## Provided data
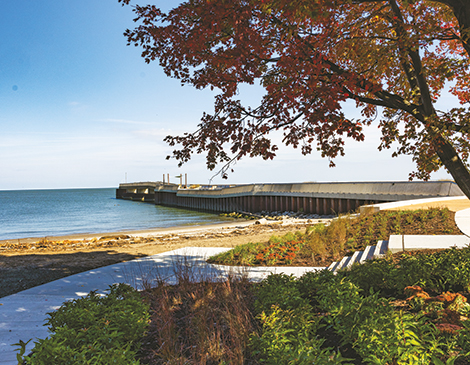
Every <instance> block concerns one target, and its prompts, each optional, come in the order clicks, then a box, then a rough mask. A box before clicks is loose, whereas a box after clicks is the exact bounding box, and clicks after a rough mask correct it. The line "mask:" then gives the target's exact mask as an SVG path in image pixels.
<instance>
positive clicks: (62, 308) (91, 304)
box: [23, 284, 149, 365]
mask: <svg viewBox="0 0 470 365" xmlns="http://www.w3.org/2000/svg"><path fill="white" fill-rule="evenodd" d="M48 316H49V319H48V320H47V322H46V325H48V326H49V327H48V329H49V331H50V332H51V335H50V336H49V337H48V338H46V339H44V340H41V339H40V340H38V341H37V342H36V344H35V346H34V349H33V352H32V354H31V355H30V356H25V357H24V359H23V360H24V361H25V363H26V364H32V365H36V364H38V365H39V364H41V365H43V364H44V365H46V364H48V365H49V364H51V365H52V364H57V365H68V364H70V365H76V364H97V365H101V364H102V365H108V364H122V365H127V364H139V363H140V362H139V360H137V359H136V355H137V350H138V349H139V347H140V344H141V339H142V336H143V335H144V332H145V330H146V328H147V325H148V320H149V308H148V305H147V304H145V303H144V302H143V300H142V297H141V295H140V293H139V292H137V291H135V290H134V289H133V288H131V287H130V286H128V285H124V284H119V285H113V286H111V287H110V293H109V294H108V295H106V296H103V297H102V296H100V295H99V294H97V293H96V292H91V293H90V294H88V295H87V296H86V297H84V298H80V299H76V300H73V301H71V302H67V303H65V304H64V305H62V306H61V307H60V308H59V309H58V310H57V311H55V312H51V313H48ZM23 351H24V349H23Z"/></svg>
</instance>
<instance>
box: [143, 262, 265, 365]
mask: <svg viewBox="0 0 470 365" xmlns="http://www.w3.org/2000/svg"><path fill="white" fill-rule="evenodd" d="M175 275H176V279H177V284H176V285H166V284H164V283H163V282H162V281H159V280H157V282H159V284H158V285H157V286H156V287H155V288H148V289H146V290H145V291H144V292H143V295H144V298H145V300H146V301H147V302H148V303H149V305H150V314H151V322H150V325H149V328H148V333H147V335H146V337H145V338H144V339H143V345H142V349H141V354H140V355H141V356H140V358H141V360H142V361H143V362H144V363H145V364H248V363H249V353H248V350H247V346H248V340H249V337H250V334H252V333H253V332H254V331H256V321H255V319H254V318H253V314H252V307H253V303H254V297H253V295H252V291H251V287H252V283H251V282H250V281H249V280H248V279H247V277H246V275H243V274H231V275H228V276H227V277H225V278H220V277H218V276H217V275H215V274H214V275H201V272H199V271H198V270H194V268H191V267H189V266H187V265H184V264H181V263H180V264H176V265H175Z"/></svg>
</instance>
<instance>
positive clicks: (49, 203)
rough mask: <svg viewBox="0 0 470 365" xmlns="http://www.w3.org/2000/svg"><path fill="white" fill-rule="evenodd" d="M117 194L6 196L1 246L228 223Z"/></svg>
mask: <svg viewBox="0 0 470 365" xmlns="http://www.w3.org/2000/svg"><path fill="white" fill-rule="evenodd" d="M115 196H116V190H115V189H114V188H106V189H60V190H16V191H12V190H8V191H0V240H5V239H16V238H25V237H46V236H60V235H68V234H74V233H101V232H115V231H122V230H139V229H147V228H160V227H175V226H185V225H193V224H209V223H218V222H222V221H225V220H226V219H224V218H222V217H219V216H218V215H216V214H209V213H202V212H195V211H190V210H185V209H177V208H168V207H161V206H156V205H154V204H151V203H143V202H132V201H128V200H120V199H116V198H115Z"/></svg>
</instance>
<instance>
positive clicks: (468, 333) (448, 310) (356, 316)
mask: <svg viewBox="0 0 470 365" xmlns="http://www.w3.org/2000/svg"><path fill="white" fill-rule="evenodd" d="M467 267H470V249H469V248H465V249H449V250H442V251H439V252H437V253H433V254H429V253H419V254H416V255H413V256H410V255H407V254H399V255H398V254H395V255H389V256H387V257H386V258H384V259H380V260H374V261H371V262H368V263H366V264H363V265H355V266H353V269H352V270H351V271H340V272H339V273H338V274H337V275H334V274H333V273H331V272H329V271H327V270H322V271H318V272H310V273H307V274H305V275H304V276H302V277H301V278H294V277H293V276H287V275H284V274H278V275H270V276H269V277H267V278H266V279H265V280H263V281H261V282H259V283H252V282H250V281H248V280H247V279H246V278H245V277H243V275H232V276H228V277H226V278H220V277H216V276H212V277H205V278H202V277H200V276H198V275H199V274H198V273H197V271H195V270H193V268H190V267H186V266H185V265H177V264H176V265H175V270H176V274H177V275H176V276H177V278H178V283H177V284H176V285H166V284H164V283H163V281H161V280H157V282H159V284H158V285H157V286H156V287H155V288H148V289H146V290H144V291H143V292H142V293H140V294H139V293H136V292H135V291H132V290H130V289H129V288H128V287H121V288H118V291H116V290H115V292H114V293H113V292H112V293H111V294H110V295H109V296H108V297H105V298H99V297H97V296H96V295H95V294H93V293H91V294H90V295H89V296H88V297H86V298H84V299H81V300H79V301H74V302H71V303H68V304H66V305H64V306H63V307H62V308H61V309H59V310H58V311H57V312H56V313H57V314H55V315H51V319H50V320H49V325H50V326H51V329H52V330H53V332H55V335H53V336H52V337H51V339H50V340H39V341H38V346H37V347H36V348H35V352H34V354H33V355H32V356H30V357H29V358H27V359H26V361H27V363H28V364H43V363H47V364H69V363H70V364H76V363H93V364H95V363H96V364H101V363H103V364H104V363H106V364H111V363H113V364H114V363H116V364H139V363H140V364H207V365H212V364H239V365H241V364H272V365H274V364H276V365H277V364H291V365H300V364H358V365H359V364H384V365H385V364H410V365H422V364H436V365H442V364H448V365H452V364H455V365H464V364H468V363H469V361H470V357H469V354H470V320H469V318H468V317H469V315H470V305H469V304H468V303H467V300H468V298H469V296H470V293H469V289H470V270H467V269H466V268H467ZM418 269H419V270H418ZM370 279H373V280H370ZM103 304H106V305H103ZM142 308H143V309H145V310H144V312H145V313H144V312H142ZM148 321H150V323H149V324H148V326H147V322H148ZM134 322H135V323H134ZM117 324H120V325H121V327H120V328H117V327H114V326H115V325H117ZM134 324H136V325H134ZM143 330H145V333H144V332H143ZM64 341H67V342H64ZM69 344H70V345H69ZM129 344H131V345H129ZM71 345H73V346H71ZM137 349H138V352H136V350H137ZM54 356H55V357H54ZM57 356H58V357H57ZM77 356H81V357H79V358H78V357H77ZM93 356H101V357H102V358H103V359H104V360H103V361H104V362H100V361H98V359H99V357H93ZM76 359H79V360H80V361H79V362H76Z"/></svg>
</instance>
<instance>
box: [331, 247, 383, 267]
mask: <svg viewBox="0 0 470 365" xmlns="http://www.w3.org/2000/svg"><path fill="white" fill-rule="evenodd" d="M387 250H388V241H385V240H381V241H378V242H377V245H375V246H367V247H366V248H365V249H364V251H356V252H354V253H353V255H352V256H344V257H343V258H342V259H341V260H340V261H339V262H338V261H335V262H333V263H332V264H331V265H330V266H328V270H330V271H333V272H336V271H338V270H341V269H350V268H351V266H352V265H354V264H355V263H358V264H362V263H363V262H365V261H366V260H373V259H375V258H379V257H383V256H385V254H386V253H387Z"/></svg>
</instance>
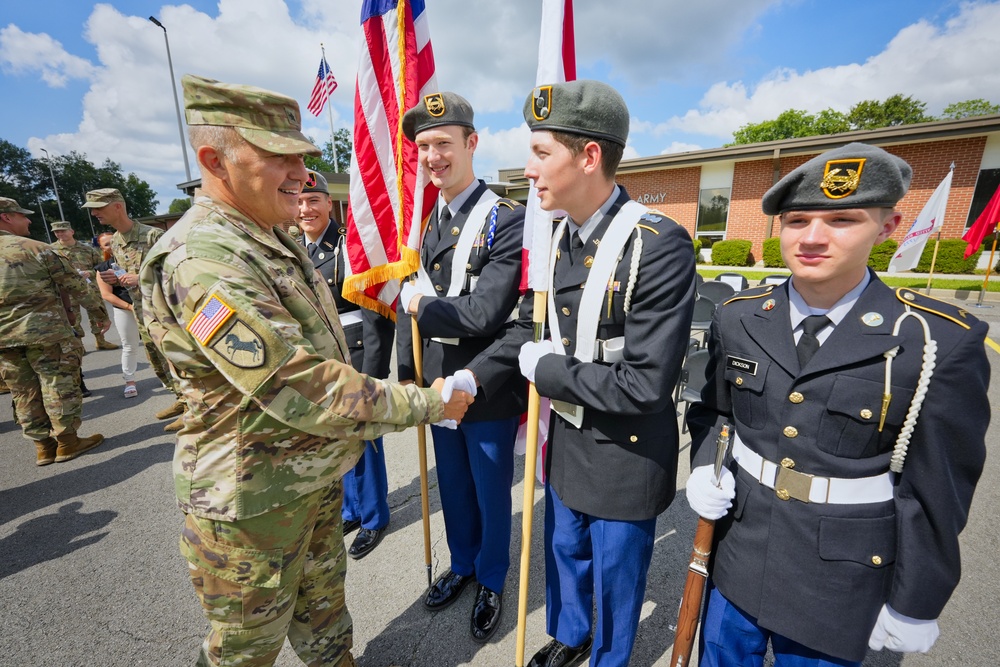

## What you need to do
Set down the material again exactly. Don't carry over any pictures.

## Response for this exercise
Every <instance> block concerns one target, and its prompts, each optional, come in the order clicks, then a box, then a rough mask. A box before clicks is loose, whereas a box after clicks is the exact bounding box, and clicks after a rough mask correct it. The line "mask:" then gives the target's exact mask as an SVG path in image pixels.
<instance>
positive clicks: (62, 308) (91, 304)
box: [23, 284, 149, 365]
mask: <svg viewBox="0 0 470 365" xmlns="http://www.w3.org/2000/svg"><path fill="white" fill-rule="evenodd" d="M48 316H49V319H48V320H47V322H46V325H48V326H49V327H48V329H49V331H50V332H51V335H50V336H49V337H48V338H46V339H44V340H41V339H40V340H38V341H37V342H36V344H35V346H34V349H33V352H32V354H31V355H30V356H25V357H24V359H23V360H24V361H25V363H26V364H32V365H36V364H38V365H39V364H41V365H43V364H44V365H46V364H48V365H49V364H51V365H52V364H57V365H68V364H70V365H76V364H97V365H101V364H102V365H108V364H122V365H127V364H139V363H140V362H139V360H137V359H136V355H137V350H138V349H139V347H140V344H141V339H142V336H143V335H144V332H145V330H146V328H147V325H148V320H149V308H148V305H147V304H145V303H144V302H143V300H142V297H141V295H140V293H139V292H137V291H135V290H134V289H133V288H131V287H130V286H128V285H124V284H119V285H113V286H111V287H110V293H109V294H108V295H106V296H103V297H102V296H100V295H99V294H97V293H96V292H91V293H90V294H88V295H87V296H86V297H84V298H80V299H76V300H73V301H71V302H67V303H65V304H64V305H62V306H61V307H60V308H59V309H58V310H57V311H55V312H51V313H48ZM23 351H24V349H23Z"/></svg>
</instance>
<instance>
box: [143, 262, 265, 365]
mask: <svg viewBox="0 0 470 365" xmlns="http://www.w3.org/2000/svg"><path fill="white" fill-rule="evenodd" d="M175 275H176V279H177V284H176V285H166V284H164V283H163V282H162V281H159V280H157V282H159V284H158V285H157V286H156V287H155V288H148V289H146V290H145V291H144V292H143V295H144V298H145V300H146V301H147V302H148V303H149V305H150V314H151V322H150V325H149V328H148V333H147V335H146V337H145V338H144V339H143V345H142V349H141V354H140V355H141V356H140V358H141V360H142V361H143V362H144V363H145V364H248V363H249V353H248V350H247V346H248V340H249V337H250V334H252V333H253V332H254V331H256V321H255V319H254V318H253V314H252V307H253V303H254V297H253V295H252V291H251V287H252V283H251V282H250V281H249V280H248V279H247V277H246V275H243V274H231V275H228V276H227V277H225V278H220V277H218V276H217V275H215V274H214V275H201V272H199V271H198V270H194V268H191V267H189V266H187V265H184V264H181V263H180V264H176V265H175Z"/></svg>
</instance>
<instance>
positive clicks: (49, 203)
rough mask: <svg viewBox="0 0 470 365" xmlns="http://www.w3.org/2000/svg"><path fill="white" fill-rule="evenodd" d="M117 194L6 196L1 246L228 223Z"/></svg>
mask: <svg viewBox="0 0 470 365" xmlns="http://www.w3.org/2000/svg"><path fill="white" fill-rule="evenodd" d="M115 196H116V190H115V189H114V188H106V189H60V190H16V191H12V190H8V191H0V240H5V239H16V238H25V237H46V236H60V235H68V234H74V233H101V232H115V231H122V230H139V229H147V228H160V227H175V226H185V225H193V224H209V223H218V222H222V221H225V220H226V219H224V218H222V217H219V216H218V215H216V214H209V213H202V212H195V211H190V210H185V209H177V208H168V207H161V206H156V205H154V204H151V203H143V202H132V201H128V200H120V199H116V198H115Z"/></svg>
</instance>
<instance>
positive clicks: (468, 333) (448, 310) (356, 316)
mask: <svg viewBox="0 0 470 365" xmlns="http://www.w3.org/2000/svg"><path fill="white" fill-rule="evenodd" d="M467 267H470V249H469V248H465V249H449V250H442V251H439V252H437V253H433V254H429V253H419V254H416V255H413V256H410V255H407V254H399V255H398V254H395V255H389V256H387V257H386V258H384V259H380V260H374V261H371V262H368V263H366V264H363V265H355V266H353V269H352V270H351V271H340V272H339V273H338V274H337V275H334V274H333V273H331V272H329V271H327V270H322V271H318V272H310V273H307V274H305V275H304V276H302V277H301V278H294V277H293V276H287V275H284V274H278V275H270V276H269V277H267V278H266V279H265V280H263V281H261V282H259V283H252V282H250V281H248V280H247V279H246V278H245V277H243V275H232V276H228V277H226V278H220V277H216V276H212V277H205V278H202V277H200V276H198V275H199V274H198V273H197V271H195V270H193V268H190V267H186V266H185V265H177V264H176V265H175V270H176V274H177V275H176V276H177V278H178V283H177V284H176V285H166V284H164V283H163V281H161V280H157V282H159V284H158V285H157V286H156V287H155V288H148V289H146V290H144V291H143V292H142V293H140V294H139V293H136V292H135V291H132V290H130V289H129V288H128V287H121V288H118V291H116V290H115V292H114V293H113V292H112V293H111V294H110V295H109V296H108V297H105V298H99V297H97V296H96V295H95V294H93V293H91V294H90V295H89V296H88V297H86V298H84V299H81V300H79V301H74V302H71V303H68V304H66V305H64V306H63V307H62V308H61V309H59V310H58V311H57V312H56V313H57V314H55V315H51V319H50V320H49V325H50V326H51V329H52V330H53V332H55V335H53V336H52V337H51V339H50V340H39V341H38V346H37V347H36V348H35V352H34V354H33V355H32V356H30V357H29V358H27V359H26V361H27V363H28V364H43V363H47V364H69V363H70V364H76V363H93V364H95V363H96V364H101V363H103V364H104V363H106V364H111V363H113V364H114V363H116V364H139V363H140V364H207V365H212V364H239V365H241V364H272V365H274V364H276V365H277V364H291V365H300V364H358V365H359V364H384V365H385V364H410V365H422V364H436V365H442V364H448V365H452V364H455V365H464V364H468V363H469V361H470V357H469V354H470V320H469V318H468V317H469V315H470V305H469V304H468V303H467V300H468V298H469V296H470V293H469V289H470V270H467V269H466V268H467ZM418 269H419V270H418ZM370 279H373V280H370ZM103 304H106V305H103ZM142 308H143V309H145V310H144V312H145V313H144V312H142ZM148 321H150V323H149V324H148V326H147V322H148ZM134 322H135V323H134ZM117 324H120V325H121V327H120V328H117V327H114V326H115V325H117ZM134 324H136V325H134ZM143 330H145V333H144V332H143ZM64 341H67V342H64ZM69 344H70V345H69ZM129 344H131V345H129ZM71 345H73V346H71ZM137 349H138V352H136V350H137ZM54 356H55V357H54ZM57 356H58V357H57ZM77 356H81V357H79V358H78V357H77ZM93 356H101V357H102V358H103V359H104V360H103V361H104V362H100V361H98V359H99V357H93ZM76 359H79V360H80V361H79V362H76Z"/></svg>
</instance>
<instance>
box: [331, 247, 383, 267]
mask: <svg viewBox="0 0 470 365" xmlns="http://www.w3.org/2000/svg"><path fill="white" fill-rule="evenodd" d="M387 250H388V241H385V240H381V241H378V242H377V245H375V246H367V247H366V248H365V249H364V251H356V252H354V253H353V255H352V256H344V257H343V258H342V259H341V260H340V261H339V262H338V261H335V262H333V263H332V264H331V265H330V266H328V270H330V271H333V272H336V271H338V270H341V269H350V268H351V266H352V265H354V264H355V263H358V264H362V263H363V262H365V261H366V260H373V259H375V258H379V257H383V256H385V254H386V253H387Z"/></svg>
</instance>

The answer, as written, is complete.